EXTRACTED TEXT
# How High Is Your Antenna Installation?



## MikeekiM

How high did you mount your antenna?

And are you happy with the decision you made on the height?

I am in the Bay Area (Sunnyvale - 94087)...

My antenna installer is highly suggesting a 20 foot mast...

A friend of mine is recommending a 40 foot...but thinks a 30 foot at the very minimum....

I want to avoid an eyesore... but also want to ensure that I get a good signal...

Any comments and feedback appreciated!


----------



## Nick

A tv antenna is not an eyesore, it is a beautiful thing that
brings the world into your home. 

Higher is better -- it is your perspective that must change.


----------



## rp3259

I have an antenna designed for 70 miles or greater mounted in the attic. Great reception from local stations (10 to 15 miles) and good reception (little to no lines) from distant stations (60 miles) away.


----------



## boylehome

Now that the distant TV stations are broadcasting high power, my current antenna system is overkill. It works so well, I'll leave it alone.


----------



## Tower Guy

MikeekiM said:


> How high did you mount your antenna?


My 4228 is on a 125' tower. It's high enough, but I need more gain.


----------



## Nick

Boylehome, what a beautiful home you have!


----------



## Jim5506

My RS U75-R is mounted on a 28' telescoping mast based on the ground and attached to the roof peak of my house. I still have to use an urban pre-amp (Winegard HDP-269) to receive my two weak sisters (0.98kW and 0.96kW) from 6.5 miles away.


----------



## jdspencer

Single story house with a five foot mast.


----------



## JM Anthony

Two story house in an urban forest with antenna located in my attic. In my case higher isn't better as it puts me in the trees!! 

John


----------



## Steve Mehs

jdspencer said:


> Single story house with a five foot mast.


Ditto. I have a Radio Shack VU190 on a 5 foot mast on a single story house. Used to pick up stations from all over in Canada, what helps is I live on what is esstentially a 130 foot hill. I practically had Sunday Ticket for free. Haven't used the thing in a few years now though.


----------



## Hoxxx

MikeekiM said:


> How high did you mount your antenna?
> 
> And are you happy with the decision you made on the height?
> 
> I am in the Bay Area (Sunnyvale - 94087)...
> 
> My antenna installer is highly suggesting a 20 foot mast...
> 
> A friend of mine is recommending a 40 foot...but thinks a 30 foot at the very minimum....
> 
> I want to avoid an eyesore... but also want to ensure that I get a good signal...
> 
> Any comments and feedback appreciated!


Single story mounted in the attic on a 3 foot pole. I get all the Phoenix digitals near 100%.
I am at least 35 miles from the towers


----------



## mssturgeon

You need an option for "Set-top".

I'm about 20 miles from the cluster, predominantly flat terrain with trees, using a Winegard WS-1000 and receiving most networks perfectly.

... and yes, that beast is set top ... because I haven't hauled my lazy a$$ up to the attic to mount it in our new home.

ENTRIES SUPPLIED
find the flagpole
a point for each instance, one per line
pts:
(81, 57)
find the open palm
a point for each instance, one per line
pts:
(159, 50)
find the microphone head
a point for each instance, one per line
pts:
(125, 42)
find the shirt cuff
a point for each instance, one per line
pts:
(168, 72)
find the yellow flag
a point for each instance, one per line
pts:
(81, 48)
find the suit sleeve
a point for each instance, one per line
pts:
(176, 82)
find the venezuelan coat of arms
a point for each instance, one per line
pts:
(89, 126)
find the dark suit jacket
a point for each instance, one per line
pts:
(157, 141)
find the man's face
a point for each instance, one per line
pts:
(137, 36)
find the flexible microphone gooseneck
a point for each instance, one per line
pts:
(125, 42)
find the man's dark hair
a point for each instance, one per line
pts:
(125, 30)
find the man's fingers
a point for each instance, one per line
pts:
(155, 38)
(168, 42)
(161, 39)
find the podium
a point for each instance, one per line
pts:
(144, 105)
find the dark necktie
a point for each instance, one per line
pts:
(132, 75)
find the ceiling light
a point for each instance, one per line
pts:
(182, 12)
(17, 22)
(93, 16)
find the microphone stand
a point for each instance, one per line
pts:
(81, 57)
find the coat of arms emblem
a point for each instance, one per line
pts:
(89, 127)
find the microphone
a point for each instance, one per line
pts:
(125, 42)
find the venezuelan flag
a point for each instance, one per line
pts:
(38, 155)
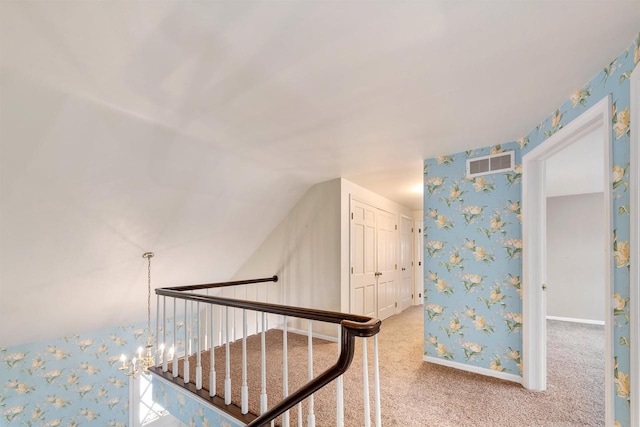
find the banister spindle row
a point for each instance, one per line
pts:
(222, 327)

WHAT IS NEEDED
Write out the part of the antenna thread that opens with the words containing "Boylehome, what a" and closes with "6.5 miles away.". The items are separate material and have no connection to the antenna thread.

TASK SOLUTION
Boylehome, what a beautiful home you have!


----------



## Jim5506

My RS U75-R is mounted on a 28' telescoping mast based on the ground and attached to the roof peak of my house. I still have to use an urban pre-amp (Winegard HDP-269) to receive my two weak sisters (0.98kW and 0.96kW) from 6.5 miles away.